Object detection data:
○ ○ ○ ○ ○
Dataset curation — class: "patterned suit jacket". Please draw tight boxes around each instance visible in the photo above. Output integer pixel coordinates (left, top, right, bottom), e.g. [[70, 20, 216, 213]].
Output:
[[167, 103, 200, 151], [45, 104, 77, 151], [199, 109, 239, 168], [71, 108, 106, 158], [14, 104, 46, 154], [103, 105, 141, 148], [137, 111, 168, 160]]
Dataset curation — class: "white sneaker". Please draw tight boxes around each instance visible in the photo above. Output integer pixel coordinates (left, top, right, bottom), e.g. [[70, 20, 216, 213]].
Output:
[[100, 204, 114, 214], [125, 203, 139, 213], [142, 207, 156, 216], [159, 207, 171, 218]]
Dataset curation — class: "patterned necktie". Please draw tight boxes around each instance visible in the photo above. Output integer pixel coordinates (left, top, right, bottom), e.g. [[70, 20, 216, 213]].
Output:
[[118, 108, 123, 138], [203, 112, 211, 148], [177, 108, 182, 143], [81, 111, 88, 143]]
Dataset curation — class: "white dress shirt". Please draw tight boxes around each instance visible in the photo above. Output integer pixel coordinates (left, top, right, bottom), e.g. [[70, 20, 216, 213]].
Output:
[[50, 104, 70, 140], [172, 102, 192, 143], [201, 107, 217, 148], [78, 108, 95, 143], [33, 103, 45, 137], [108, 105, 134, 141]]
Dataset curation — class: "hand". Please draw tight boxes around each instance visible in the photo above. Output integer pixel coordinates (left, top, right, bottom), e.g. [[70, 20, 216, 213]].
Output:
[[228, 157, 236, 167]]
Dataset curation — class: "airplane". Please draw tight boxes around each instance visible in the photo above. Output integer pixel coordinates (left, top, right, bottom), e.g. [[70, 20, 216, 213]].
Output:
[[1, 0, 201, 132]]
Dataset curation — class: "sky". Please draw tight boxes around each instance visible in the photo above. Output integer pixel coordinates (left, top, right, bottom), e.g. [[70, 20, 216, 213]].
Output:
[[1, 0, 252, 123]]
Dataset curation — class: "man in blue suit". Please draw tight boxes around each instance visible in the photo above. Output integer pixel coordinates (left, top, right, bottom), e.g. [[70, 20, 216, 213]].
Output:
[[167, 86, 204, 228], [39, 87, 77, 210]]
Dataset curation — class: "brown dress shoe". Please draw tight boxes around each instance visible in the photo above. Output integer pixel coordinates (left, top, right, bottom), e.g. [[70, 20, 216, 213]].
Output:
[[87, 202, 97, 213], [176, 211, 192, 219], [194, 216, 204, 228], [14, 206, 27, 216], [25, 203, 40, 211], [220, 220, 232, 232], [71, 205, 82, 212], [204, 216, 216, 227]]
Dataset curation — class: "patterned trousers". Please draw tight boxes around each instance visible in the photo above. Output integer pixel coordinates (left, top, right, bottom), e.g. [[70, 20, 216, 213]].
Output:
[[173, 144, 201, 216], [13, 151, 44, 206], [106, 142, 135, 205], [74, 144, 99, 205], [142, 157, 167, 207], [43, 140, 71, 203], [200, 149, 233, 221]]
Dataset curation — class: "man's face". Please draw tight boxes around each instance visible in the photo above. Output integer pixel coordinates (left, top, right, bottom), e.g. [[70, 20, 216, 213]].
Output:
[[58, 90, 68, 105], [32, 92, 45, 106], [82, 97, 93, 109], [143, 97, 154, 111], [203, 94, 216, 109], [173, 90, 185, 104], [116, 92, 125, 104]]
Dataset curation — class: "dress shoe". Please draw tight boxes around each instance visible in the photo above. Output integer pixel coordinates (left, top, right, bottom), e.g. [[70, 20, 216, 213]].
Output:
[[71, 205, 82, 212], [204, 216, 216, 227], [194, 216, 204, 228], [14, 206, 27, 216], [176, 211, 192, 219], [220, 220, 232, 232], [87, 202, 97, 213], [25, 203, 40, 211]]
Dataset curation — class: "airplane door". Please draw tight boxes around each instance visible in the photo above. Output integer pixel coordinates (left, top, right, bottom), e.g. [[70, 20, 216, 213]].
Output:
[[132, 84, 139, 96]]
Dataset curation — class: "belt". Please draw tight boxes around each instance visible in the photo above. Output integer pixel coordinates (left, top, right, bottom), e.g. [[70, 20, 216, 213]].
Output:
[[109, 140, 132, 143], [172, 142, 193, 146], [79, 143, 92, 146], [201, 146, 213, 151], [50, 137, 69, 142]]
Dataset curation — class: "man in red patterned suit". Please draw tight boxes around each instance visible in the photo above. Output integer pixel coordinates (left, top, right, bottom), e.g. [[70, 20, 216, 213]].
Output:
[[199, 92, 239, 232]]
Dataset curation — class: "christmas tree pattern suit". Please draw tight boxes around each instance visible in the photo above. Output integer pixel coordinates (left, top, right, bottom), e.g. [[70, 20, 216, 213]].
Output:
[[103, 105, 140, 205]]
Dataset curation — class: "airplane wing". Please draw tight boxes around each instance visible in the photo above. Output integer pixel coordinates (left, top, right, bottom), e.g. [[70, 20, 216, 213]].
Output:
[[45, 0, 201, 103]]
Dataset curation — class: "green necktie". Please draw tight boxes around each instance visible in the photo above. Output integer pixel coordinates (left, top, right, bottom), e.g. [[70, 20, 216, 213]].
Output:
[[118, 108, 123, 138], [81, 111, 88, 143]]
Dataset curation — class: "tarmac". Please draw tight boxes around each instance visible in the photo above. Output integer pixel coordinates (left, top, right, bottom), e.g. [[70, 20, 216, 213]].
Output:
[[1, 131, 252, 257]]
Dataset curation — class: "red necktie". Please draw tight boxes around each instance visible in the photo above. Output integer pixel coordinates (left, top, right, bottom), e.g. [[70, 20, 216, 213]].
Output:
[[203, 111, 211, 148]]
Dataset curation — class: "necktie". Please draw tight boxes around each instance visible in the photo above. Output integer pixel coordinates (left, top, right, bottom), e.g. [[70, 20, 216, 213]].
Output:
○ ○ ○ ○ ○
Description of the task:
Update all the rows above by replacing "Dataset curation" with "Data annotation" everywhere it appears. Keep the rest unchanged.

Response:
Data annotation — class: "patterned suit jacket". Please draw tight boxes around each instance visible in the photo above. Output integer pixel coordinates (left, top, right, bottom), e.g. [[70, 20, 216, 213]].
Output:
[[167, 103, 200, 151], [45, 104, 77, 151], [199, 109, 239, 168], [71, 108, 106, 158], [14, 104, 46, 154], [103, 105, 141, 148], [137, 111, 168, 160]]
Data annotation — class: "white sneaker". Please draw tight boxes around each instance visible in the photo above. Output integer pixel coordinates (left, top, right, bottom), e.g. [[70, 20, 216, 213]].
Output:
[[100, 204, 114, 214], [125, 203, 139, 213], [142, 207, 156, 216], [159, 207, 171, 218]]
Data annotation — class: "patterned necktie". Please draw tight boxes around each instance visible in the photo above. Output integer pixel coordinates (left, top, right, bottom), e.g. [[70, 20, 216, 213]].
Output:
[[118, 108, 123, 138], [203, 112, 211, 148], [177, 108, 182, 143], [81, 111, 88, 143]]
Data annotation — class: "white dress shirt". Please draw tight boxes around each instance visible in the photo above. Output integer pixel coordinates (left, top, right, bottom), e.g. [[70, 20, 216, 213]].
Output:
[[50, 104, 70, 140], [172, 102, 192, 143], [201, 107, 217, 148], [78, 108, 95, 143], [33, 103, 45, 137], [108, 105, 134, 141]]
Data annotation — class: "hand". Please draw tight boxes around each instance visible in the photo above. Output integer pixel coordinates (left, top, right, bottom), e.g. [[70, 20, 216, 213]].
Output:
[[228, 157, 236, 167]]
Data annotation — class: "airplane". Please draw tight boxes around each instance visible in the photo above. Output integer pixel coordinates (left, top, right, bottom), e.g. [[70, 20, 216, 213]].
Output:
[[1, 0, 201, 132]]
Data annotation — class: "sky". Please draw tight boxes around each instance visible in the photo above. Output integer pixel coordinates (left, top, right, bottom), e.g. [[70, 20, 216, 213]].
Output:
[[1, 0, 252, 123]]
Data annotation — class: "man in blue suit". Please draw tight boxes around each instance visible in the photo above. Output integer pixel coordinates (left, top, right, bottom), e.g. [[70, 20, 216, 213]].
Output:
[[167, 86, 204, 228], [39, 87, 77, 210]]
Data annotation — class: "brown dress shoe". Please draw tight boxes around each instance visible in the photo above. Output integer pixel coordinates (left, top, right, bottom), e.g. [[70, 20, 216, 213]].
Output:
[[87, 202, 97, 213], [176, 211, 192, 219], [194, 216, 204, 228], [14, 206, 27, 216], [25, 203, 40, 211], [220, 220, 232, 232], [71, 205, 82, 212], [204, 216, 216, 227]]
Data annotation — class: "patterned trousers". Please draw tight boxes around each instance visible in the photo above. Output integer pixel coordinates (left, top, right, bottom), e.g. [[70, 20, 216, 213]].
Output:
[[173, 144, 201, 216], [13, 151, 44, 206], [106, 142, 135, 205], [74, 144, 99, 205], [142, 157, 167, 207], [43, 140, 71, 203], [200, 149, 233, 221]]
Data annotation — class: "man's face". Please draw tight boxes around each instance visible in the photo above. Output integer pixel coordinates (left, top, right, bottom), e.g. [[70, 20, 216, 213]].
Output:
[[58, 90, 68, 105], [32, 92, 45, 106], [82, 97, 93, 109], [143, 97, 154, 111], [203, 94, 216, 109], [173, 90, 185, 104], [116, 92, 125, 104]]
Data annotation — class: "dress shoe". Please draw tight boxes around each instance visible in the photo above. Output integer pixel coordinates (left, top, right, bottom), e.g. [[70, 20, 216, 213]].
Output:
[[71, 205, 82, 212], [204, 216, 216, 227], [194, 216, 204, 228], [14, 206, 27, 216], [176, 211, 192, 219], [220, 220, 232, 232], [87, 202, 97, 213], [25, 203, 40, 211]]
Data annotation — class: "airplane door". Please draw tight boxes around each instance visible in the photo above. Output integer pixel coordinates (left, top, right, bottom), e.g. [[70, 20, 216, 213]].
Output:
[[132, 84, 139, 96]]
Data annotation — class: "belt". Please draw tight boxes around each instance visible in the photo above. Output integer pixel coordinates (left, top, right, bottom), e.g. [[70, 20, 216, 213]].
Output:
[[109, 140, 132, 143], [172, 142, 193, 146], [79, 143, 92, 146], [201, 146, 213, 151], [50, 137, 69, 142]]
Data annotation — class: "man in red patterned suit". Please draw tight boxes around each instance visible in the photo above. Output integer pixel coordinates (left, top, right, bottom), e.g. [[70, 20, 216, 213]].
Output:
[[199, 92, 239, 232]]
Data annotation — class: "christmas tree pattern suit". Please draw tight boxes around each instance visible in the photo above. Output integer pixel coordinates (left, top, right, bottom), e.g. [[70, 20, 216, 213]].
Output:
[[103, 105, 140, 205]]
Data annotation — class: "airplane wing". Please draw tight boxes around each instance visible in the photo above. Output integer pixel coordinates (left, top, right, bottom), e.g. [[70, 20, 216, 213]].
Output:
[[45, 0, 201, 103]]
Data annotation — class: "green necktie". Please draw tight boxes around each instance visible in the photo above. Output integer pixel coordinates (left, top, right, bottom), e.g. [[70, 20, 216, 213]].
Output:
[[118, 108, 123, 138], [81, 111, 88, 143]]
Data annotation — class: "tarmac". Please draw tight boxes around each instance visible in the photo above. Output integer pixel coordinates (left, top, right, bottom), e.g. [[70, 20, 216, 213]].
Output:
[[1, 131, 252, 257]]
Data annotation — class: "red necktie". Please draw tight boxes around each instance visible in the photo above. Output integer pixel coordinates (left, top, right, bottom), e.g. [[70, 20, 216, 213]].
Output:
[[203, 111, 211, 148]]
Data annotation — class: "necktie". Please draw tight boxes around each instance visible in the photo above. Output integer pixel coordinates (left, top, right, bottom), e.g. [[70, 20, 216, 213]].
Output:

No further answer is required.